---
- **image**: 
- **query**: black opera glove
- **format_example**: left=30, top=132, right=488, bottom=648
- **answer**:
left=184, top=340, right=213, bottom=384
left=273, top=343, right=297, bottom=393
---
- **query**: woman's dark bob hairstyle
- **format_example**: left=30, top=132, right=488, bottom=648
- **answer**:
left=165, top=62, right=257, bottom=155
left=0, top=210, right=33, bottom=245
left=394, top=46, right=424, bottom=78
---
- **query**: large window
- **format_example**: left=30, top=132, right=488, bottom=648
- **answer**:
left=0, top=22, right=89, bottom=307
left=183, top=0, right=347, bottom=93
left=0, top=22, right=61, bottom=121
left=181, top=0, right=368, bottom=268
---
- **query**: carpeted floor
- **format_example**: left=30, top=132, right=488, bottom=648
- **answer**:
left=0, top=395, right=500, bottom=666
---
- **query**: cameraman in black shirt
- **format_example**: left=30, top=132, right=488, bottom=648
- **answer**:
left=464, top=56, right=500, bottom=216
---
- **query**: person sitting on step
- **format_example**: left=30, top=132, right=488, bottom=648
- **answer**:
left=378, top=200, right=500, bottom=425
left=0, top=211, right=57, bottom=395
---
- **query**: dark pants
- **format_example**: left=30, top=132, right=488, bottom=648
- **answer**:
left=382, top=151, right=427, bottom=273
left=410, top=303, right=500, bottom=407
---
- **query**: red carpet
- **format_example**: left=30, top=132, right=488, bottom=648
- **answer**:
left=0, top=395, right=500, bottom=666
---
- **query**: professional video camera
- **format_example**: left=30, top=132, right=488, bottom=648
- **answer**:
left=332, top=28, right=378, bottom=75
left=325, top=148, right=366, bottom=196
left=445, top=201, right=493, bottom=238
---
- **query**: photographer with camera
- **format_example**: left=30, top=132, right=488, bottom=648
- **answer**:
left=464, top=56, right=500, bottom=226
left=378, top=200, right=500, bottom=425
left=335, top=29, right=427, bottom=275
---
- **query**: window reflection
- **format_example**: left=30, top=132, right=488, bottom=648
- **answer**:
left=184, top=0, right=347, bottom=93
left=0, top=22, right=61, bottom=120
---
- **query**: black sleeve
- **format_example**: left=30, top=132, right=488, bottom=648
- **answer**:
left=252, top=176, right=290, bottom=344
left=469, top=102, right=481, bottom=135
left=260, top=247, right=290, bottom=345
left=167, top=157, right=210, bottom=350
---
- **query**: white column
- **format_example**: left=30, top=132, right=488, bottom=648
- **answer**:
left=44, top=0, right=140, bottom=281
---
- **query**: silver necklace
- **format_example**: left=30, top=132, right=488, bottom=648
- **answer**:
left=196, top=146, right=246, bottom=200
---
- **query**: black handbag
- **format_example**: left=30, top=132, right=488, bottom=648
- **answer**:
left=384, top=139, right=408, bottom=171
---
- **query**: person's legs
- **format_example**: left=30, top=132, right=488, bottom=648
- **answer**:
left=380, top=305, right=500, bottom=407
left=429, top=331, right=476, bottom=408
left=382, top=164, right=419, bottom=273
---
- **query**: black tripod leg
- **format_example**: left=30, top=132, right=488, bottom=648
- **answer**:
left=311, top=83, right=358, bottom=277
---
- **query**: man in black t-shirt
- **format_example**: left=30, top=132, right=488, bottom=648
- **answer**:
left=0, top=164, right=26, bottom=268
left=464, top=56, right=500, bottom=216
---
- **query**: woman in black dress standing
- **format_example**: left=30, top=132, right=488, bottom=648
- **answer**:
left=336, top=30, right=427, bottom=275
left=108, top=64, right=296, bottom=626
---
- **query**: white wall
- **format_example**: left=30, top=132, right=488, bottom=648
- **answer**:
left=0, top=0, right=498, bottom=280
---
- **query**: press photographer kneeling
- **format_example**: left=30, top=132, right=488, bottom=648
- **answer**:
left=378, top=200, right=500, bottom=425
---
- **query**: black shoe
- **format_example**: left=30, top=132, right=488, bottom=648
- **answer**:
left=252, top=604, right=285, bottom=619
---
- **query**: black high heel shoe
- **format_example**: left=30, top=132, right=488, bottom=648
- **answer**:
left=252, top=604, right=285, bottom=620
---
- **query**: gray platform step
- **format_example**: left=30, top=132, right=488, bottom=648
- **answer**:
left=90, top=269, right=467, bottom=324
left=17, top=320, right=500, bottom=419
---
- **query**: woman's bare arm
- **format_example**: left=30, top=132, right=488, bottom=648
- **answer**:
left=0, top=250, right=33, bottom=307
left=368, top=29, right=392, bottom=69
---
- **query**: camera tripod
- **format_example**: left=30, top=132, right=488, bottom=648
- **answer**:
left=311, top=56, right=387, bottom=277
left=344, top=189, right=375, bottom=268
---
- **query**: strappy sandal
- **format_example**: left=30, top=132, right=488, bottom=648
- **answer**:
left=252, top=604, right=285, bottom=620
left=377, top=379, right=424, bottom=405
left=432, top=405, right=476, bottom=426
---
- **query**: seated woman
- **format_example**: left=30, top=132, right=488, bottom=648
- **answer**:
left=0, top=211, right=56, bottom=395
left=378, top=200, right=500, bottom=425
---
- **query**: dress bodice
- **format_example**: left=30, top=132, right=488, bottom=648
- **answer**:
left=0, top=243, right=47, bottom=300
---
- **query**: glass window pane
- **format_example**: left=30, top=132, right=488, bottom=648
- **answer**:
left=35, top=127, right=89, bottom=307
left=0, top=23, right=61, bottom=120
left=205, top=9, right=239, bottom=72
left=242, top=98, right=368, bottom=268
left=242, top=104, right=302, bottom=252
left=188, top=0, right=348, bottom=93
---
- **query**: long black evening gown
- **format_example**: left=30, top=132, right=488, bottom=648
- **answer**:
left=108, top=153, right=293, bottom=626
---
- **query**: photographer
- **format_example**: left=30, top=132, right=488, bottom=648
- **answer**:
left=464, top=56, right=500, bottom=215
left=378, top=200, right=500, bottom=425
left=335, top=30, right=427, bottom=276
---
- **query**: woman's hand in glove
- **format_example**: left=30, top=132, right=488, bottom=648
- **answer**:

> [PROBLEM] Can you give every line of the rows above as a JSON list of strings, one string per line, leaving out blank lines?

> [REPLY]
[
  "---",
  "- **image**: ",
  "- **query**: black opera glove",
  "- **format_example**: left=30, top=132, right=488, bottom=648",
  "- **answer**:",
  "left=184, top=340, right=213, bottom=384",
  "left=273, top=343, right=297, bottom=393",
  "---",
  "- **query**: woman's dark bob hairstyle",
  "- **format_example**: left=30, top=132, right=488, bottom=648",
  "- **answer**:",
  "left=165, top=62, right=257, bottom=155",
  "left=0, top=210, right=33, bottom=245",
  "left=394, top=46, right=424, bottom=78",
  "---",
  "- **query**: large window",
  "- **format_example**: left=30, top=132, right=488, bottom=648",
  "- **answer**:",
  "left=0, top=22, right=89, bottom=307",
  "left=183, top=0, right=347, bottom=93",
  "left=0, top=22, right=61, bottom=121",
  "left=181, top=0, right=368, bottom=268",
  "---",
  "- **query**: carpeted floor",
  "- **format_example**: left=30, top=132, right=488, bottom=648",
  "- **answer**:",
  "left=0, top=395, right=500, bottom=666",
  "---",
  "- **query**: cameraman in black shirt",
  "- **format_example**: left=30, top=132, right=488, bottom=648",
  "- **answer**:",
  "left=464, top=56, right=500, bottom=216",
  "---",
  "- **query**: person sitting on step",
  "- **format_example**: left=30, top=132, right=488, bottom=648",
  "- **answer**:",
  "left=378, top=200, right=500, bottom=425",
  "left=0, top=211, right=57, bottom=395",
  "---",
  "- **query**: dark pants",
  "- **format_example**: left=30, top=132, right=488, bottom=648",
  "- **answer**:",
  "left=382, top=151, right=427, bottom=273",
  "left=410, top=303, right=500, bottom=407",
  "---",
  "- **query**: red carpet",
  "- **format_example**: left=30, top=132, right=488, bottom=648",
  "- **answer**:",
  "left=0, top=395, right=500, bottom=666",
  "---",
  "- **query**: professional video camera",
  "- **format_example**: left=30, top=132, right=488, bottom=648",
  "- **answer**:",
  "left=332, top=28, right=378, bottom=75",
  "left=325, top=148, right=366, bottom=196",
  "left=445, top=201, right=493, bottom=238",
  "---",
  "- **query**: photographer with camera",
  "- **format_example**: left=30, top=132, right=488, bottom=648",
  "- **answer**:",
  "left=464, top=56, right=500, bottom=226",
  "left=378, top=200, right=500, bottom=425",
  "left=335, top=29, right=427, bottom=275",
  "---",
  "- **query**: window reflection",
  "- **format_example**: left=30, top=132, right=488, bottom=648",
  "- **answer**:",
  "left=184, top=0, right=347, bottom=93",
  "left=0, top=22, right=61, bottom=120",
  "---",
  "- **query**: black sleeve",
  "- **format_example**: left=30, top=132, right=488, bottom=648",
  "- **answer**:",
  "left=252, top=176, right=290, bottom=344",
  "left=469, top=102, right=481, bottom=135",
  "left=260, top=247, right=290, bottom=345",
  "left=167, top=157, right=210, bottom=350",
  "---",
  "- **query**: white column",
  "- **format_example**: left=30, top=132, right=488, bottom=648",
  "- **answer**:",
  "left=44, top=0, right=140, bottom=281",
  "---",
  "- **query**: silver necklace",
  "- **format_example**: left=30, top=132, right=488, bottom=648",
  "- **answer**:",
  "left=196, top=146, right=246, bottom=200",
  "---",
  "- **query**: black handbag",
  "- **format_example**: left=30, top=132, right=488, bottom=648",
  "- **answer**:",
  "left=384, top=139, right=408, bottom=171",
  "---",
  "- **query**: person's legs",
  "- **format_example**: left=30, top=132, right=488, bottom=648",
  "- **answer**:",
  "left=380, top=305, right=500, bottom=407",
  "left=429, top=331, right=476, bottom=408",
  "left=382, top=164, right=419, bottom=273",
  "---",
  "- **query**: black tripod leg",
  "- **format_example**: left=30, top=132, right=488, bottom=648",
  "- **answer**:",
  "left=311, top=83, right=358, bottom=277",
  "---",
  "- **query**: man in black t-shirt",
  "- **format_example**: left=30, top=132, right=488, bottom=648",
  "- **answer**:",
  "left=0, top=164, right=26, bottom=268",
  "left=464, top=56, right=500, bottom=216",
  "---",
  "- **query**: woman in black dress standing",
  "- **format_example**: left=30, top=132, right=488, bottom=648",
  "- **answer**:",
  "left=336, top=30, right=427, bottom=275",
  "left=108, top=64, right=296, bottom=626",
  "---",
  "- **query**: white wall",
  "- **format_example**: left=30, top=132, right=488, bottom=648",
  "- **answer**:",
  "left=0, top=0, right=498, bottom=280",
  "---",
  "- **query**: press photographer kneeling",
  "- **format_example**: left=30, top=132, right=488, bottom=648",
  "- **answer**:",
  "left=378, top=200, right=500, bottom=425",
  "---",
  "- **query**: black shoe",
  "- **format_example**: left=30, top=132, right=488, bottom=648",
  "- **answer**:",
  "left=252, top=604, right=285, bottom=619",
  "---",
  "- **query**: black high heel shoe",
  "- **format_example**: left=30, top=132, right=488, bottom=648",
  "- **answer**:",
  "left=252, top=604, right=285, bottom=620",
  "---",
  "- **query**: gray platform step",
  "- **format_example**: left=30, top=132, right=488, bottom=648",
  "- **answer**:",
  "left=90, top=269, right=467, bottom=324",
  "left=17, top=320, right=500, bottom=419",
  "---",
  "- **query**: woman's bare arm",
  "- **format_example**: left=30, top=132, right=488, bottom=648",
  "- **answer**:",
  "left=0, top=250, right=33, bottom=307",
  "left=368, top=29, right=392, bottom=69",
  "---",
  "- **query**: camera tripod",
  "- **format_example**: left=30, top=132, right=488, bottom=648",
  "- **answer**:",
  "left=311, top=56, right=387, bottom=277",
  "left=344, top=189, right=375, bottom=268",
  "---",
  "- **query**: strappy sandal",
  "- **format_example**: left=30, top=132, right=488, bottom=648",
  "- **answer**:",
  "left=252, top=604, right=285, bottom=620",
  "left=377, top=379, right=424, bottom=405",
  "left=432, top=405, right=476, bottom=426",
  "---",
  "- **query**: seated woman",
  "- **format_example**: left=30, top=132, right=488, bottom=648",
  "- **answer**:",
  "left=0, top=211, right=56, bottom=395",
  "left=378, top=200, right=500, bottom=425",
  "---",
  "- **query**: dress bodice",
  "- **format_example**: left=30, top=132, right=488, bottom=648",
  "- **answer**:",
  "left=0, top=243, right=47, bottom=300",
  "---",
  "- **query**: glass window pane",
  "- **format_example**: left=30, top=132, right=488, bottom=648",
  "- **answer**:",
  "left=35, top=127, right=89, bottom=307",
  "left=0, top=23, right=61, bottom=120",
  "left=205, top=9, right=239, bottom=72",
  "left=242, top=98, right=368, bottom=268",
  "left=242, top=104, right=302, bottom=252",
  "left=188, top=0, right=348, bottom=93",
  "---",
  "- **query**: long black evening gown",
  "- **format_example**: left=30, top=132, right=488, bottom=648",
  "- **answer**:",
  "left=108, top=153, right=293, bottom=626",
  "---",
  "- **query**: photographer",
  "- **format_example**: left=30, top=132, right=488, bottom=648",
  "- **answer**:",
  "left=464, top=56, right=500, bottom=215",
  "left=378, top=200, right=500, bottom=425",
  "left=335, top=30, right=427, bottom=276",
  "---",
  "- **query**: woman's hand in glove",
  "- **format_example**: left=30, top=132, right=488, bottom=648",
  "- **answer**:"
]